## What you will do:
Switch "distant mountain" to "snowy peak" everywhere it occurs in the data below, and write out all the lines again with nothing else altered.

## Recorded information:
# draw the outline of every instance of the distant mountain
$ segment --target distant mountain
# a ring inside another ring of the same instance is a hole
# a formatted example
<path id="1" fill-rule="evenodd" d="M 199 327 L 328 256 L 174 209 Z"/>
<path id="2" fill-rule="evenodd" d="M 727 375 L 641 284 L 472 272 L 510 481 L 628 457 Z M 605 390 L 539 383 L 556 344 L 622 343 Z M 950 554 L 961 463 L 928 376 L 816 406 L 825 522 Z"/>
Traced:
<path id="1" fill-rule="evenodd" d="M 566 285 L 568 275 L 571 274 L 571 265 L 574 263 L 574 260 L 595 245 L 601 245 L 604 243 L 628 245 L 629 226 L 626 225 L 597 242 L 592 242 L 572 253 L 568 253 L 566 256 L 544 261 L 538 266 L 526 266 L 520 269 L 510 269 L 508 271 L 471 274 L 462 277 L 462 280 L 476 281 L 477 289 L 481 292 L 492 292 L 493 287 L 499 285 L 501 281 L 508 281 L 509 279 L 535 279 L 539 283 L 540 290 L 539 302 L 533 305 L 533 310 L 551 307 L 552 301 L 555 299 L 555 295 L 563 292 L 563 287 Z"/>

## Result:
# draw the outline of every instance of the snowy peak
$ segment --target snowy peak
# a ring inside another ring of the same instance is a hole
# a formatted example
<path id="1" fill-rule="evenodd" d="M 199 327 L 328 256 L 174 209 Z"/>
<path id="2" fill-rule="evenodd" d="M 727 375 L 641 284 L 472 272 L 510 481 L 628 457 Z M 605 390 L 539 383 L 556 344 L 622 343 Z M 950 554 L 961 463 L 928 376 L 816 406 L 825 522 Z"/>
Traced:
<path id="1" fill-rule="evenodd" d="M 566 285 L 568 275 L 571 274 L 571 265 L 574 263 L 574 260 L 595 245 L 601 245 L 604 243 L 628 245 L 629 226 L 626 225 L 597 242 L 592 242 L 572 253 L 568 253 L 566 256 L 544 261 L 538 266 L 526 266 L 520 269 L 510 269 L 508 271 L 471 274 L 462 277 L 462 280 L 476 281 L 477 289 L 481 292 L 492 292 L 493 287 L 499 285 L 501 281 L 508 281 L 509 279 L 535 279 L 539 283 L 540 290 L 539 302 L 533 305 L 533 310 L 551 307 L 552 301 L 555 299 L 555 295 L 563 292 L 563 287 Z"/>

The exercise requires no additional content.